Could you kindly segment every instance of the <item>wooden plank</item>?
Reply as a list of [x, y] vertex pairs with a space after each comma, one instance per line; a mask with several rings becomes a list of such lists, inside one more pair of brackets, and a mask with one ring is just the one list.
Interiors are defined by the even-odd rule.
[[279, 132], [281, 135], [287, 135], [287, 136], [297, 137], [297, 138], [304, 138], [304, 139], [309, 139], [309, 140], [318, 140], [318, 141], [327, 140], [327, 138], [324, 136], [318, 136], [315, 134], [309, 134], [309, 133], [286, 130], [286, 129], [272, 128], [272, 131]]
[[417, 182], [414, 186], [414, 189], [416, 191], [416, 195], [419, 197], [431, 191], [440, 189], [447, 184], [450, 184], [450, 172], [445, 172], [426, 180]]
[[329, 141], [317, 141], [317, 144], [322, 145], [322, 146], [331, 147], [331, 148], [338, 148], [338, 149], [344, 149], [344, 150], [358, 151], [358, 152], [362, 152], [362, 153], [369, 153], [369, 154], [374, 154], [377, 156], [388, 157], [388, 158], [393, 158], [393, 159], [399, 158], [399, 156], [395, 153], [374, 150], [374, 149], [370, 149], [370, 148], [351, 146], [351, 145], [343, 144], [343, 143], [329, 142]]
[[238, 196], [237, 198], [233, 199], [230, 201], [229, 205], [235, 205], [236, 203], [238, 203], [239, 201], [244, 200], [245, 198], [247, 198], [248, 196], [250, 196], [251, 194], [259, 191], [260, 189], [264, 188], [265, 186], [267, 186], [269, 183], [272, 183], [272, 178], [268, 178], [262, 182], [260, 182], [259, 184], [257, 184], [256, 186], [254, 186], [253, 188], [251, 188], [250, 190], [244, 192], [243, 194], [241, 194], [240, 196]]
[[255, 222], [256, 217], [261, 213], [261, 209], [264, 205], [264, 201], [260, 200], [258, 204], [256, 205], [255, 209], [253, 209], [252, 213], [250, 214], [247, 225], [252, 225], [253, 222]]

----

Your assignment.
Go through the listing above and copy each line where the string "instance" appears.

Answer section.
Could you kindly segment every instance of the <item>wooden plank</item>?
Reply as a list of [x, y] vertex pairs with a space after each comma, one instance per line; a mask with several rings becomes a list of such lists, inside one more pair of brackets, and a mask with one ring is just the one list.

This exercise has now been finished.